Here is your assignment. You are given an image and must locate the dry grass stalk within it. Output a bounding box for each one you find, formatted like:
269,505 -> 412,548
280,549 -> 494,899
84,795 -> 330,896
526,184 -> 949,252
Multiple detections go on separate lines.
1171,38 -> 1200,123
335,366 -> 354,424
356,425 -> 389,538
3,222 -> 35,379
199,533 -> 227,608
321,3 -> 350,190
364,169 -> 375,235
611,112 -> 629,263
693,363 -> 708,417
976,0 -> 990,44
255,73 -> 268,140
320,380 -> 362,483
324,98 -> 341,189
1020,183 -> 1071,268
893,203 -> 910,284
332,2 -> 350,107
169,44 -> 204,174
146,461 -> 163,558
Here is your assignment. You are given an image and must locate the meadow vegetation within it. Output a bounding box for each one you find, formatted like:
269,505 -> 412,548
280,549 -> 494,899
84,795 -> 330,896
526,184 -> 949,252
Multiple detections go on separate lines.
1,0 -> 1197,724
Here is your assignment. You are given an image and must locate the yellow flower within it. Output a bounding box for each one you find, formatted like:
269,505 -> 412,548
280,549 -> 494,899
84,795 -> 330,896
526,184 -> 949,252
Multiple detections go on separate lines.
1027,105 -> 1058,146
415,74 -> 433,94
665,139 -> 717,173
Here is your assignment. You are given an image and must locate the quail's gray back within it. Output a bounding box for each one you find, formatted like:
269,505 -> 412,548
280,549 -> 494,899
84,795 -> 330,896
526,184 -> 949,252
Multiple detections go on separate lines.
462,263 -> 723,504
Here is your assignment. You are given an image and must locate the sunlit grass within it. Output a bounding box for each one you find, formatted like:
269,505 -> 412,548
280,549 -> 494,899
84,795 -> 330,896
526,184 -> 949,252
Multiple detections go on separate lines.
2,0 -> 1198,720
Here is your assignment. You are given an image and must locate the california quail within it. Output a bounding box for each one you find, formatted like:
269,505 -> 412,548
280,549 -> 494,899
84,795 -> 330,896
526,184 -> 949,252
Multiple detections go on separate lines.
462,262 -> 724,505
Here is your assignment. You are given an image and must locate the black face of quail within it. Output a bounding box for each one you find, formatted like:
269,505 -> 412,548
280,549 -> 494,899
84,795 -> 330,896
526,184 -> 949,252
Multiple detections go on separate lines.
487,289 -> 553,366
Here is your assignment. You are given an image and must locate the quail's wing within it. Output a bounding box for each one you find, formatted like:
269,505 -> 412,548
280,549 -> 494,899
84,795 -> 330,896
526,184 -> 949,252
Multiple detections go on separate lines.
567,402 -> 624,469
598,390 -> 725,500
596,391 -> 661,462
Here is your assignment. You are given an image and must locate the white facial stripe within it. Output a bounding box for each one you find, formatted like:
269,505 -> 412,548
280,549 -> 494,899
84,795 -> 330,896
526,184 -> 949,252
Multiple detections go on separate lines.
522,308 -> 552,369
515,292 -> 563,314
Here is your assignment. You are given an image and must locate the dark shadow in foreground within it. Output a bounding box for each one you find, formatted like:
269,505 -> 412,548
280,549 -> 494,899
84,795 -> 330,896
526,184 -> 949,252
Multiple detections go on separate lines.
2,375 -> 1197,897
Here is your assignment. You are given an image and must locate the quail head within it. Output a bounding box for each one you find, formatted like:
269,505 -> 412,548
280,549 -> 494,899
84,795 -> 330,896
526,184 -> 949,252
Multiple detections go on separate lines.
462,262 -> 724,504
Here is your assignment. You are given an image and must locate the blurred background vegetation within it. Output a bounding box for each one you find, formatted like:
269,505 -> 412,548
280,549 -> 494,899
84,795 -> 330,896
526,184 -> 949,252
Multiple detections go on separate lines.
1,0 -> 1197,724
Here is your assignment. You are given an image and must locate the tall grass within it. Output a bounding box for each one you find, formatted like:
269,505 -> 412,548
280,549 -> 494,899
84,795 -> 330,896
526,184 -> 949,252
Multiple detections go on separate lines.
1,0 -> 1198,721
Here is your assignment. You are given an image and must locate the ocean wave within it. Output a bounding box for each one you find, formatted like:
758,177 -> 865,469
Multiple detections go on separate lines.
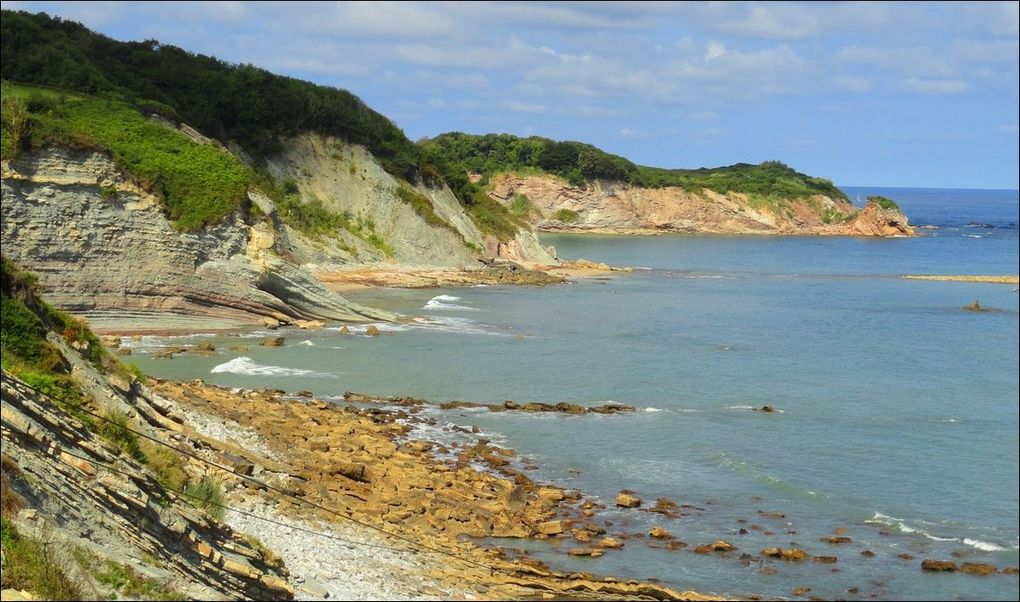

- - - -

■ **Action item**:
Report each line above containing the string "vegetation".

■ **Solution for this task**:
Here is your assignment. You are given an image and must locate the meadow vegetation within it. Output a bounding box for each one you find, formatted like:
Here is your assignment. You are given an image and must locate the blurred background vegetation within it. Output a bounding box for each one you find, formatted like:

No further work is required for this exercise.